ACTION ITEM: Starting with the line that has "Category: car roof rails", retype each line down to the end of the entries below, without leaving any out or adding any.
****************************************
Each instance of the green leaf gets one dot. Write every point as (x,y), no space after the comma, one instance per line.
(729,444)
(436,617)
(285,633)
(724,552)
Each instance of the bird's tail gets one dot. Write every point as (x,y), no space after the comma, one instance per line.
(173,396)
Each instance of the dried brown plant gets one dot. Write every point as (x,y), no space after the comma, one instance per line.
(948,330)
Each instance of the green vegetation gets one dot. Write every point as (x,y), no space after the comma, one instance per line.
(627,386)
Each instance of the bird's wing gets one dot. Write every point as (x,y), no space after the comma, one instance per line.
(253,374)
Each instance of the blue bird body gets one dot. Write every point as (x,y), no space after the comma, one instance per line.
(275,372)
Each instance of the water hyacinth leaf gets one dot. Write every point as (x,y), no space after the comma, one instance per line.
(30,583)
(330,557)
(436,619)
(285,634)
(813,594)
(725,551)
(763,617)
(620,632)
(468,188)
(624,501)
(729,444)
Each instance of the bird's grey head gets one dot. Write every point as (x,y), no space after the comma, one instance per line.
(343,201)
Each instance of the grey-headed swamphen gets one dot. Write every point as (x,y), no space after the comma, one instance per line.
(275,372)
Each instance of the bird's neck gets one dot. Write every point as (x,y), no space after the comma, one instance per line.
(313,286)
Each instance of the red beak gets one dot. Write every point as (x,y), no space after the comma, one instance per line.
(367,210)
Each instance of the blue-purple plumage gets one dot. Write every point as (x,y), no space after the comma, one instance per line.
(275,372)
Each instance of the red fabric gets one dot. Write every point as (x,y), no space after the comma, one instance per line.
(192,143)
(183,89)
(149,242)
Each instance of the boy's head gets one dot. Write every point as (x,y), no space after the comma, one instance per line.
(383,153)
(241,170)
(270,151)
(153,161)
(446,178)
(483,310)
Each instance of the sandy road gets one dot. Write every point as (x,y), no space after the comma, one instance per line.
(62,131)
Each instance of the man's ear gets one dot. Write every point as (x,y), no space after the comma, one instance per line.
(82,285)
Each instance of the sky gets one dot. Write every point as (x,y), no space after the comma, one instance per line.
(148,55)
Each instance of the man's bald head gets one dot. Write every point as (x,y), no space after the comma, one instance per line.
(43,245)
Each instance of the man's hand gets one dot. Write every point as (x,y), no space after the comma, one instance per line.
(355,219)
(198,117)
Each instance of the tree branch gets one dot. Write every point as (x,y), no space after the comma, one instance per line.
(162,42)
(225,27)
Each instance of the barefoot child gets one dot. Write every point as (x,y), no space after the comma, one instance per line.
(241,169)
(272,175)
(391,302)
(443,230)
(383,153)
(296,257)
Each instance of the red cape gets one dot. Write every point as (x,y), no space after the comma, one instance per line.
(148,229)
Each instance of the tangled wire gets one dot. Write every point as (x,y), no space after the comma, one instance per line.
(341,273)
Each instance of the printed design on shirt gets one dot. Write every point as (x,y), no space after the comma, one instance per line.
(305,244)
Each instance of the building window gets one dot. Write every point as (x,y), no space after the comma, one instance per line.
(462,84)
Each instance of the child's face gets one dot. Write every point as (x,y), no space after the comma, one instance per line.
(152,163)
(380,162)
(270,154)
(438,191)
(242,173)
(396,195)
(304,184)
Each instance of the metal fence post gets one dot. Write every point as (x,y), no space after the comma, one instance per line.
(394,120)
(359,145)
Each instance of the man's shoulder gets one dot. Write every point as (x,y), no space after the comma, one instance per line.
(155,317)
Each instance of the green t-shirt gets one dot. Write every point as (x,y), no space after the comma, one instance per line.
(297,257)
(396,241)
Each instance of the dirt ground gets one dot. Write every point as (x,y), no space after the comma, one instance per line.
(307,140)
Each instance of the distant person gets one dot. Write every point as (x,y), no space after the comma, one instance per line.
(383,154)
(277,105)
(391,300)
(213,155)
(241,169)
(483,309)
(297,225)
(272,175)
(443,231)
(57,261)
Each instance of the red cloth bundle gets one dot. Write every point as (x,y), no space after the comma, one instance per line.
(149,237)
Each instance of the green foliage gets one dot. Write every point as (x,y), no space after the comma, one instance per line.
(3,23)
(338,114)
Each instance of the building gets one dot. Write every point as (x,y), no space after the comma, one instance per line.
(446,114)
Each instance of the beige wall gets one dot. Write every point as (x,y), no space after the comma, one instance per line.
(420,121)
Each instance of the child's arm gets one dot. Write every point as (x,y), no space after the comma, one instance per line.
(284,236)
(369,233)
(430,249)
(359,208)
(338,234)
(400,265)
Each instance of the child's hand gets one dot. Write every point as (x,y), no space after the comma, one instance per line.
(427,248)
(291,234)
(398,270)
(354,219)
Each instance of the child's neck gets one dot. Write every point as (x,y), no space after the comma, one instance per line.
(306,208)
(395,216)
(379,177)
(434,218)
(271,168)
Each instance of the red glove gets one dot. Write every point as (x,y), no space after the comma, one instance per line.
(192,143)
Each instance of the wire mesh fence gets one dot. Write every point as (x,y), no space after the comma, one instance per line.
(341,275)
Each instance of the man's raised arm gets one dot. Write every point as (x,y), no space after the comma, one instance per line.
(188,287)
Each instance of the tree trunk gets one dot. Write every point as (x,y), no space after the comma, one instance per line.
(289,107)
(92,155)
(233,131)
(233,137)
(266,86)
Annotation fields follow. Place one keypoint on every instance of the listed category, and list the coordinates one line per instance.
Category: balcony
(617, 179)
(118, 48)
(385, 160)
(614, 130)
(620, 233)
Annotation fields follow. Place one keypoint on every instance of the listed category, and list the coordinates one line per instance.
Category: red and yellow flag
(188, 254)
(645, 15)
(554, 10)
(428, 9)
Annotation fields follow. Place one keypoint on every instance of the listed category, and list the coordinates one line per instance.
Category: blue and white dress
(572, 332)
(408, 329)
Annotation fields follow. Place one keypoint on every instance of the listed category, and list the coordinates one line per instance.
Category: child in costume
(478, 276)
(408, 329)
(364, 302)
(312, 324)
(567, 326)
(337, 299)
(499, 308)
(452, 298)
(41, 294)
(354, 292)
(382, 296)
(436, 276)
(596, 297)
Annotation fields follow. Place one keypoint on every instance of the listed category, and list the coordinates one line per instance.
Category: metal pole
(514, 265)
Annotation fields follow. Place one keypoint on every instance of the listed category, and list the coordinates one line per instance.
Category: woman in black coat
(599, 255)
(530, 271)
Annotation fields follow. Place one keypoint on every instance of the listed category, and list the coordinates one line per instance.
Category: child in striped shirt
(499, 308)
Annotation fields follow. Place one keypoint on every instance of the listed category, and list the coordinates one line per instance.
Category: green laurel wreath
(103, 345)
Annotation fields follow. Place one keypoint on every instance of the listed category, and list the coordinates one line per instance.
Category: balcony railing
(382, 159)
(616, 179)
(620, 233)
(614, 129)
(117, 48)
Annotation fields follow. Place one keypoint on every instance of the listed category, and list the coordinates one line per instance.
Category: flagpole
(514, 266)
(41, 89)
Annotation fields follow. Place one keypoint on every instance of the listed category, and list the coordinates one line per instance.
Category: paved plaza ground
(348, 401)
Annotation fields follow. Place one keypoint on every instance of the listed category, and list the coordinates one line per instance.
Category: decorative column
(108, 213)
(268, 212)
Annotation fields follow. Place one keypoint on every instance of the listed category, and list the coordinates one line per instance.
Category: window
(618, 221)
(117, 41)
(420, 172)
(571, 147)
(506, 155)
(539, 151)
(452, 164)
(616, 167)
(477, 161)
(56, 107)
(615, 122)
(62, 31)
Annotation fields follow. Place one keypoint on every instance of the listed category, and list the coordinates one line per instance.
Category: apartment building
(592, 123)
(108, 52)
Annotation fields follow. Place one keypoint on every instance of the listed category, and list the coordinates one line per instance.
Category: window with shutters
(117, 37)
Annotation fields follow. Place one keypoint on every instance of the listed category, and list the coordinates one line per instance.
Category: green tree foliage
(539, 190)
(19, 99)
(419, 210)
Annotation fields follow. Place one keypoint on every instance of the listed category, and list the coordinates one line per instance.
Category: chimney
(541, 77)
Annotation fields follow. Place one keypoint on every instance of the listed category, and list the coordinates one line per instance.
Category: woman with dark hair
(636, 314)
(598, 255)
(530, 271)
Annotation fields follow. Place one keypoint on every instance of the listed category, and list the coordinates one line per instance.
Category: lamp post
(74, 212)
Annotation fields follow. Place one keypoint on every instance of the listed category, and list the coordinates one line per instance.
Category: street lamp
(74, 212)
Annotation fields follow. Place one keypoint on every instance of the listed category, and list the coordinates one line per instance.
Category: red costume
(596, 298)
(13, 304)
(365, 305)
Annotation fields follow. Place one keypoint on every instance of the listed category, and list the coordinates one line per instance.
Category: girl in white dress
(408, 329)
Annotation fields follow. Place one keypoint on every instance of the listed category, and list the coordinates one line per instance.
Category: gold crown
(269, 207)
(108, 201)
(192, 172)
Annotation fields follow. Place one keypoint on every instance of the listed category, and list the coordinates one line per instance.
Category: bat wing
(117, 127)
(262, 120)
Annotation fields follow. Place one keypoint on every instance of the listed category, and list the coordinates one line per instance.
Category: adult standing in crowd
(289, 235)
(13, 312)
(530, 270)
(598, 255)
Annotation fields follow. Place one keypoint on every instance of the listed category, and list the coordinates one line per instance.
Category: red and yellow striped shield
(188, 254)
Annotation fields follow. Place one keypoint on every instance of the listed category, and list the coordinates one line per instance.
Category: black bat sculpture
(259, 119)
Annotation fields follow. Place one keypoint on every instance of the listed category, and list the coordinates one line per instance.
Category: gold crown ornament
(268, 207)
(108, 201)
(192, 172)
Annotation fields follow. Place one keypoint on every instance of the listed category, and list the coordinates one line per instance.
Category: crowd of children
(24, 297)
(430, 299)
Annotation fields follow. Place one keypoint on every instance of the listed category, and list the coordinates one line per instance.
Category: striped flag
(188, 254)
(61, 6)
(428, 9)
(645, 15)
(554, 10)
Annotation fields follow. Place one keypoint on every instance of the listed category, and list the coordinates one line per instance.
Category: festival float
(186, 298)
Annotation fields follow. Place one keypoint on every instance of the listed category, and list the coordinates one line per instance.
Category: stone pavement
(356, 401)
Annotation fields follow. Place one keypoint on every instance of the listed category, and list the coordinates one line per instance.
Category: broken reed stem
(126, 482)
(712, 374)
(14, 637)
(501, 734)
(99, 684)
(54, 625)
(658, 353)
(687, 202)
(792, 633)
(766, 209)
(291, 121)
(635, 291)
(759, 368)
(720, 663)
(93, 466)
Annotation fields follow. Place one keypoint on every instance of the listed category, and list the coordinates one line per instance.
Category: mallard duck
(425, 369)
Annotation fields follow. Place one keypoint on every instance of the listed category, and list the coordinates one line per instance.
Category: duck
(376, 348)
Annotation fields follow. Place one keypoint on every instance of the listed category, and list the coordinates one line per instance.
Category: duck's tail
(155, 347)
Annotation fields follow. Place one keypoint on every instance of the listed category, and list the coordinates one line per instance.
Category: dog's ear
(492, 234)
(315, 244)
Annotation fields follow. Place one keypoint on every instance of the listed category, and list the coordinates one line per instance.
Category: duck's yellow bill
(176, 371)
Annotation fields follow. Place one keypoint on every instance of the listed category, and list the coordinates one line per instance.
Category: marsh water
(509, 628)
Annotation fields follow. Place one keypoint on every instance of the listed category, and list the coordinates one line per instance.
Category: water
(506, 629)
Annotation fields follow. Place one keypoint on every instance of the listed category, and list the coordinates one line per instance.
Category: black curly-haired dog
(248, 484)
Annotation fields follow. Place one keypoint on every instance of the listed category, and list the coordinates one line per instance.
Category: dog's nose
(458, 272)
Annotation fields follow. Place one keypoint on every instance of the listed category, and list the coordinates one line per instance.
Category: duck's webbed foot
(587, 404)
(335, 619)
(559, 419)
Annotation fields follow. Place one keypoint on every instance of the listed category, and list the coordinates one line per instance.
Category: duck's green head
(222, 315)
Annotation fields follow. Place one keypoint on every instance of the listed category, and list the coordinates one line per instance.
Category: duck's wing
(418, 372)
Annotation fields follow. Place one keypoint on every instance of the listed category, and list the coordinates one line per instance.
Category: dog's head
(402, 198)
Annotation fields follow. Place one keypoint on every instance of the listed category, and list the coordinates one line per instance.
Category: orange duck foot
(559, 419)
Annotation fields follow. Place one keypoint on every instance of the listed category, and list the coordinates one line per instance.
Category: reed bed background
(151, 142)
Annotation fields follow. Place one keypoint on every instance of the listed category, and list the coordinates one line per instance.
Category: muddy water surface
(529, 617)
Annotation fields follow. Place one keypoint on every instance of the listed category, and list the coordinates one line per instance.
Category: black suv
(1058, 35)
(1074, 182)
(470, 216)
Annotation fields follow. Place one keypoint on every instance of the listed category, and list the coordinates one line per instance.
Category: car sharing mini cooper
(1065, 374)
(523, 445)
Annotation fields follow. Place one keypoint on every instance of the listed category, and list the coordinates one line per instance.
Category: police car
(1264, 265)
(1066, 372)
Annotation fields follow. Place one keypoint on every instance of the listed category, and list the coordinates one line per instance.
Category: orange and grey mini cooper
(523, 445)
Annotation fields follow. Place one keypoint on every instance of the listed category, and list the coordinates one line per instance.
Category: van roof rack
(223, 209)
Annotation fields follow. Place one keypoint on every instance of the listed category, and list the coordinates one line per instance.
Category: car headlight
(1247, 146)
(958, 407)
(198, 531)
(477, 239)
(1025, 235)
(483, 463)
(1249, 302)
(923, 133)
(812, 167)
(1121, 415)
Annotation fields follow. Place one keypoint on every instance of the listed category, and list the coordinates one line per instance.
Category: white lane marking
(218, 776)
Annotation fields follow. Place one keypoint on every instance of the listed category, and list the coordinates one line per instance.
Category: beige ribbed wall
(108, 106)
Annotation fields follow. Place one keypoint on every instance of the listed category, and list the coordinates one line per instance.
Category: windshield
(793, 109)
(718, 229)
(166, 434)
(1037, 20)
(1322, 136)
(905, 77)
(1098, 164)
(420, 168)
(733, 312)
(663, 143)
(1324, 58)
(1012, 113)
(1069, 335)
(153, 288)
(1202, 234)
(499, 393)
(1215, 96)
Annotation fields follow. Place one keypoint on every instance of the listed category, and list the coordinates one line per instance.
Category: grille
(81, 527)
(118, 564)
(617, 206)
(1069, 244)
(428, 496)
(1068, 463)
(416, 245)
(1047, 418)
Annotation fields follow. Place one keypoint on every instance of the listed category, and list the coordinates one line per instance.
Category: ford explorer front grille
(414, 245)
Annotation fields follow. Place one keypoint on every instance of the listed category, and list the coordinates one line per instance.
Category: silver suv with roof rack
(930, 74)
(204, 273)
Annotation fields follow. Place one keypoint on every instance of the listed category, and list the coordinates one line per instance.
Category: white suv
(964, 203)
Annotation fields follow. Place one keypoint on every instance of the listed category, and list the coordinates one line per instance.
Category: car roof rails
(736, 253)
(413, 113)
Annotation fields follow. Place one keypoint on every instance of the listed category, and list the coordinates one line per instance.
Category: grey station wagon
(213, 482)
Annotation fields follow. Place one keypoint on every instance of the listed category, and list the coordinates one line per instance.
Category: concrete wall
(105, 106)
****************************************
EXPECTED OUTPUT:
Category: car roof rails
(736, 253)
(413, 113)
Annotation fields follow. Place one keypoint on every instance of the listed category, and list the coordinates one line per instance.
Category: grey station wagon
(213, 482)
Annotation fields follow. Place one keypoint on every instance of the listed category, and list the coordinates one line per instance.
Category: concrete wall
(105, 106)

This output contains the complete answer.